Start of Excerpt provided

So we must, albeit reluctantly, ask ourselves what sort of a society would think it is a good thing to commit gruesome murders? Are Jews not considered human? Are Palestinians truly barbarians, who, as historian Benny Morris recently suggested, need to be penned up?

In the past, even those who lived in enlightened liberal democracies have not been troubled by generalizations about their enemies. Look at any movie made in Hollywood during World War II and search in vain for a humanized portrait of a German or Japanese soldier.

We can snicker at the crude chauvinism of that time, but what else were Americans to think about people who had committed untold atrocities in Poland, China and elsewhere? And the truth is, the screenwriters and the audiences of those films actually didn’t know a fraction of the horror that was committed by the Nazis and their collaborators in the Holocaust, or in the Far East by the servants of the Japanese empire.

Americans then assumed that the Japanese and the Nazis, didn’t place the same value on human life as we did. But by the time of the Vietnam war, Americans were too sophisticated to buy into such reasoning. So, too, when it came to depictions of their Arab foes, have been most Israelis. Almost from the start of the modern Zionist movement, Hebrew popular culture has done its best to depict Arabs respectfully. Most films and plays produced in Israel have gone out of their way to humanize Palestinians, and to anguish over the conflict and the loss to both sides.

End of Excerpt provided
Start of Information supplied

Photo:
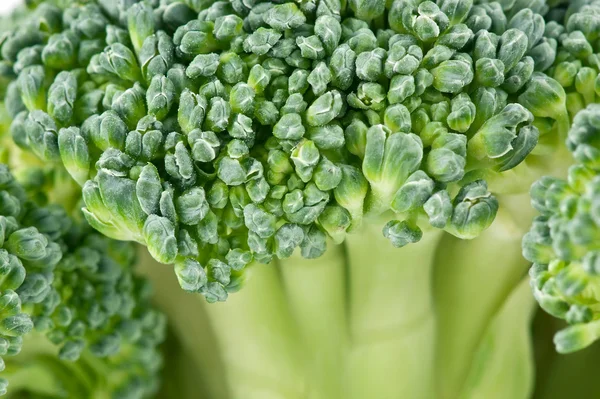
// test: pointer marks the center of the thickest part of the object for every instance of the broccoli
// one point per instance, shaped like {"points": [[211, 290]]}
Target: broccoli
{"points": [[70, 303], [357, 170]]}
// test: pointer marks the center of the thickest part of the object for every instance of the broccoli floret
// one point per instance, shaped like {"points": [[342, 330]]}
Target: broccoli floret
{"points": [[70, 295]]}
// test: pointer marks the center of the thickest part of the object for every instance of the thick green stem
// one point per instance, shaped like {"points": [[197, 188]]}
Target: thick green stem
{"points": [[392, 323], [503, 363], [258, 340], [316, 293], [189, 320], [472, 280]]}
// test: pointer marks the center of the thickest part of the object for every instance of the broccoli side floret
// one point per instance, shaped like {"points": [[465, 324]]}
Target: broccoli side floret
{"points": [[73, 314]]}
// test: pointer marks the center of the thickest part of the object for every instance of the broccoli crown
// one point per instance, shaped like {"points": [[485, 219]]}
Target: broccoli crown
{"points": [[77, 290], [218, 133]]}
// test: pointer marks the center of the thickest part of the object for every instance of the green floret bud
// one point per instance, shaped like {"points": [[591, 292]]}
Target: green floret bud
{"points": [[191, 112], [500, 136], [284, 16], [329, 31], [324, 109], [203, 65], [227, 27], [140, 22], [452, 76], [195, 37], [474, 211], [74, 154], [289, 127]]}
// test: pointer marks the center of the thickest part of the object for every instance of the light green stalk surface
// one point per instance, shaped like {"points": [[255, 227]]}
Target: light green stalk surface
{"points": [[367, 321]]}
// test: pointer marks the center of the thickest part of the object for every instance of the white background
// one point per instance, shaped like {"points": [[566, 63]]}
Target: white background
{"points": [[7, 5]]}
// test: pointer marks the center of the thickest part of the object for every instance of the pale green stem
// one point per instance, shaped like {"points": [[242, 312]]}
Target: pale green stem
{"points": [[189, 320], [472, 280], [316, 294], [392, 323], [503, 363], [258, 339]]}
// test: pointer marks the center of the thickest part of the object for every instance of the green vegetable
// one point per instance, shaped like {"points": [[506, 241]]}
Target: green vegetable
{"points": [[71, 304], [373, 156]]}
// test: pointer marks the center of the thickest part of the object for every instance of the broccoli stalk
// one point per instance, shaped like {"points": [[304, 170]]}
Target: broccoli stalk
{"points": [[356, 330]]}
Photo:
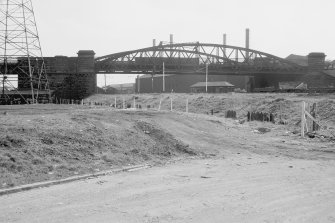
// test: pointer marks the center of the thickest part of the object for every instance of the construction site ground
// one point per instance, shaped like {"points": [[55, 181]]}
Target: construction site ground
{"points": [[204, 168]]}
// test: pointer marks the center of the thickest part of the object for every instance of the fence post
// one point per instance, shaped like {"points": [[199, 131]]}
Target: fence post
{"points": [[303, 119], [160, 104], [187, 105]]}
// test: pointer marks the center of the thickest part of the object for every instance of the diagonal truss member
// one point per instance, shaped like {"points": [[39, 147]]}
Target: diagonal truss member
{"points": [[22, 67]]}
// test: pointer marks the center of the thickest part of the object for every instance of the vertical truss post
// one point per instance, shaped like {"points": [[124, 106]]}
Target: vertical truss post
{"points": [[20, 51]]}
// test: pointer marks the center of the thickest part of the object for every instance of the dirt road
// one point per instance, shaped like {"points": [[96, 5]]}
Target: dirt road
{"points": [[241, 188], [246, 177]]}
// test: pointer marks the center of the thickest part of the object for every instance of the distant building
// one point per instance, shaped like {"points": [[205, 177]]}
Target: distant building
{"points": [[128, 88], [182, 83], [212, 87]]}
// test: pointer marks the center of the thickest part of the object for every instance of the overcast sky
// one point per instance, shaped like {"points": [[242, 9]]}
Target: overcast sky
{"points": [[279, 27]]}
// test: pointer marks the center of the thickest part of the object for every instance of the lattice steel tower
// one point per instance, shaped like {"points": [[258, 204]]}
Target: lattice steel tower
{"points": [[21, 55]]}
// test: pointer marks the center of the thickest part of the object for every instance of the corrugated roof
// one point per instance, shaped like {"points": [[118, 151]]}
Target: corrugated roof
{"points": [[330, 72], [156, 75], [300, 60], [213, 84]]}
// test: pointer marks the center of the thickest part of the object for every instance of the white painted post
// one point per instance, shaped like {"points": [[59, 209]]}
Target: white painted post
{"points": [[187, 105], [163, 77], [206, 77], [303, 117]]}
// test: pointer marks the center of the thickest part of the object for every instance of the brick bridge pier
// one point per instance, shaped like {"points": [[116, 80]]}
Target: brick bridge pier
{"points": [[72, 77]]}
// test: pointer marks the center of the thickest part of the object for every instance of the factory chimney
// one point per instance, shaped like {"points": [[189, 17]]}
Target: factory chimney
{"points": [[247, 42], [224, 43], [171, 38]]}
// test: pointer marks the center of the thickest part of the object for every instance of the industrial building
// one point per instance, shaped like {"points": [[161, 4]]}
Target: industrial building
{"points": [[212, 87], [183, 83]]}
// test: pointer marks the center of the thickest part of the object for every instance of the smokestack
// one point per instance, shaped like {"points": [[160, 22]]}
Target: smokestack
{"points": [[171, 42], [224, 43], [171, 38], [247, 36]]}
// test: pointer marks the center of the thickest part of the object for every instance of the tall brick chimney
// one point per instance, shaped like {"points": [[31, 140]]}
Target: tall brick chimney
{"points": [[85, 61], [316, 61]]}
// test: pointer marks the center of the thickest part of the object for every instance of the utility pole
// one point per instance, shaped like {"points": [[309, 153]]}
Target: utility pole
{"points": [[163, 77], [206, 77]]}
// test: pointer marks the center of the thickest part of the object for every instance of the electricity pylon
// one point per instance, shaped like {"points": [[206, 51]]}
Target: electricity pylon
{"points": [[22, 67]]}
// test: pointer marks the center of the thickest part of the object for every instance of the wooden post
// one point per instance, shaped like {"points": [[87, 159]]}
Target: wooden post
{"points": [[187, 105], [160, 104], [313, 113], [303, 119]]}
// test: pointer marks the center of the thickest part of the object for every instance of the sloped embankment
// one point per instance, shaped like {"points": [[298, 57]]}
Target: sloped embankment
{"points": [[37, 146]]}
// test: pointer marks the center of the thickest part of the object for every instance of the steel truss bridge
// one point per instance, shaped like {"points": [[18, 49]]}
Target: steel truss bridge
{"points": [[191, 58]]}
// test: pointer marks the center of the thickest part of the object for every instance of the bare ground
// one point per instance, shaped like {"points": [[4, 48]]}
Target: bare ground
{"points": [[208, 168], [246, 177]]}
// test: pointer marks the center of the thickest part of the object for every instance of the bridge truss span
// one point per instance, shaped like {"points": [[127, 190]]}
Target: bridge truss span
{"points": [[191, 58]]}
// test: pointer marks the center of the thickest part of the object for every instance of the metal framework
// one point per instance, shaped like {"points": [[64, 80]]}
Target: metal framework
{"points": [[191, 58], [22, 67]]}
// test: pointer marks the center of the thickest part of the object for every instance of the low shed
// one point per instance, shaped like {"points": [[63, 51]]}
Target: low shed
{"points": [[213, 87]]}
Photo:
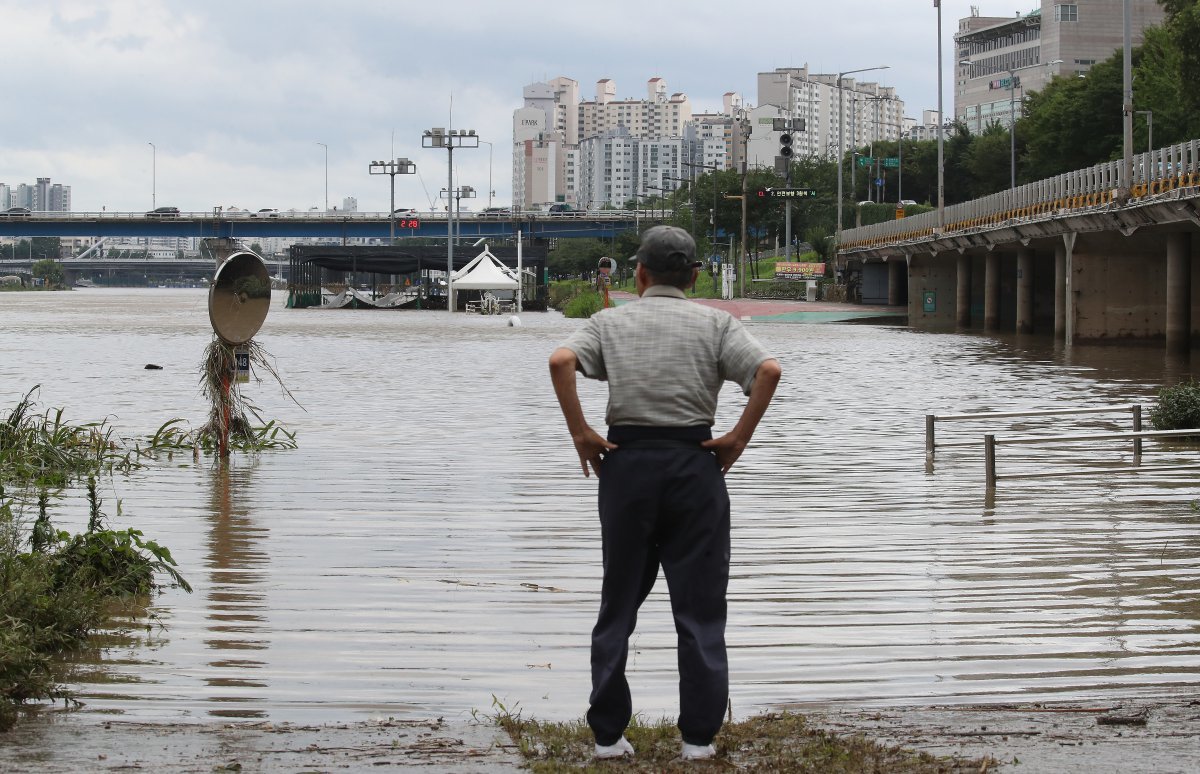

End of Information supplied

__Instructions__
A) Summarize the commentary on how societies portray their enemies in two sentences.
B) List every geographic place name that appears in the commentary on how societies portray their enemies, leaving out names that occur only as part of a war's name.
C) Carry on the commentary on how societies portray their enemies, starting after its final sentence.

__Results of the exercise__
A) The commentary asks what sort of society would think committing gruesome murders is a good thing, and it notes that even people in liberal democracies once generalized about their enemies, as Hollywood films of World War II offered no humanized portrait of a German or Japanese soldier. By the Vietnam war Americans had grown too sophisticated for such reasoning, and most Israelis have likewise depicted Arabs respectfully, with most Israeli films and plays going out of their way to humanize Palestinians.

B) Hollywood, Poland, China, the Far East, Israel

C)
The notion of sacrifice for the nation is part of Zionist lore. But even a work such as Nathan Alterman’s classic poem “The Silver Platter,” in which the slain heroes of Israel’s War of Independence remind the nation that the Jewish state was bought with their lives, does not glorify death or dehumanize the enemy; it reminds us of the terrible price of even a just war.

Even today, at a time when Jewish blood has been spilled so readily, mindless hatred against Arabs is still a marginal factor in Israeli society.
 
Not so among the Arabs. You need only read the translations from the Arab press and television that are published by the Middle East Media Research Institute (MEMRI.org) to understand that the delegitimization of Israel and the Jews is an integral part of mainstream Arab culture.

Some will blame Israel for this, and claim its refusal to give in to Palestinian demands and its insistence on fighting back against terror are creating Arab hatred. But that assertion flies in the face of the fact that the current war is one the Palestinians chose when they could have had a state. The goal of the Palestinian national movement – Israel’s destruction – remains unchanged.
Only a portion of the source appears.